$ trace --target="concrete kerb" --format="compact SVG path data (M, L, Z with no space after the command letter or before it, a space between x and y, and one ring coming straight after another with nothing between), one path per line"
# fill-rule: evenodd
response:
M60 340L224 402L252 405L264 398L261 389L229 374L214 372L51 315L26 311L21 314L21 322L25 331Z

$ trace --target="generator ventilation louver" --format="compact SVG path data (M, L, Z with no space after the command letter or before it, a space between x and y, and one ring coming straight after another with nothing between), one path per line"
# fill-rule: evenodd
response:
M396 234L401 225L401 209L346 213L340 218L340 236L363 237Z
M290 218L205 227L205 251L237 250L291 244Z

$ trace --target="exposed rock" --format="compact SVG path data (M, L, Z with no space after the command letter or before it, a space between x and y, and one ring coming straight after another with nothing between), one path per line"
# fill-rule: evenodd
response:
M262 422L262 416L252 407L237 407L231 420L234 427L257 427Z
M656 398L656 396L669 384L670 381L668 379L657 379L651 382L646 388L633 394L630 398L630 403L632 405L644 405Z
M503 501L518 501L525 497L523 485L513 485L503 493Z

■ ■ ■ ■ ■

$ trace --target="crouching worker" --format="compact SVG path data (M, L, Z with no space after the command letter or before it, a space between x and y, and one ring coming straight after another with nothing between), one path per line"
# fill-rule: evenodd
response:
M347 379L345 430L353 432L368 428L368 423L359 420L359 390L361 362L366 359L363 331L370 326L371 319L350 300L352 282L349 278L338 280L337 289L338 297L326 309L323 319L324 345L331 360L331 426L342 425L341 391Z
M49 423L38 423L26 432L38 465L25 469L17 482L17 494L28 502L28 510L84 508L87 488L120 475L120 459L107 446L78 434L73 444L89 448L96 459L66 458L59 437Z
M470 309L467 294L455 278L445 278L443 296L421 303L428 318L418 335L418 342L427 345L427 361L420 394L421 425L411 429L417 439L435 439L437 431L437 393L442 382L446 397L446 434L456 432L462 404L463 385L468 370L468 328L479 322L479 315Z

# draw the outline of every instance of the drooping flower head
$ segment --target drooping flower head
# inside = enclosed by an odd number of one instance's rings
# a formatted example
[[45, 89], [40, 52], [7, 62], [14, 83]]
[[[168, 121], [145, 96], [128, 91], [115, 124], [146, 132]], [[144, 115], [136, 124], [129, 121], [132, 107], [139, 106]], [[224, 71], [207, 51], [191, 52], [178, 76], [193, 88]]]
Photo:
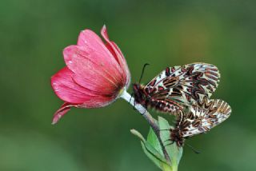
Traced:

■ ■ ■ ■ ■

Quote the lines from the one containing "# draw the outline" down to the one containing "[[45, 89], [40, 52], [7, 62], [14, 83]]", with both of those lines included.

> **Written response**:
# draw the outline of every instance of the drooping flower head
$ segment --target drooping flower head
# inside = enclosed by an odd number of one instance's rings
# a formatted example
[[45, 89], [40, 52], [7, 62], [14, 83]]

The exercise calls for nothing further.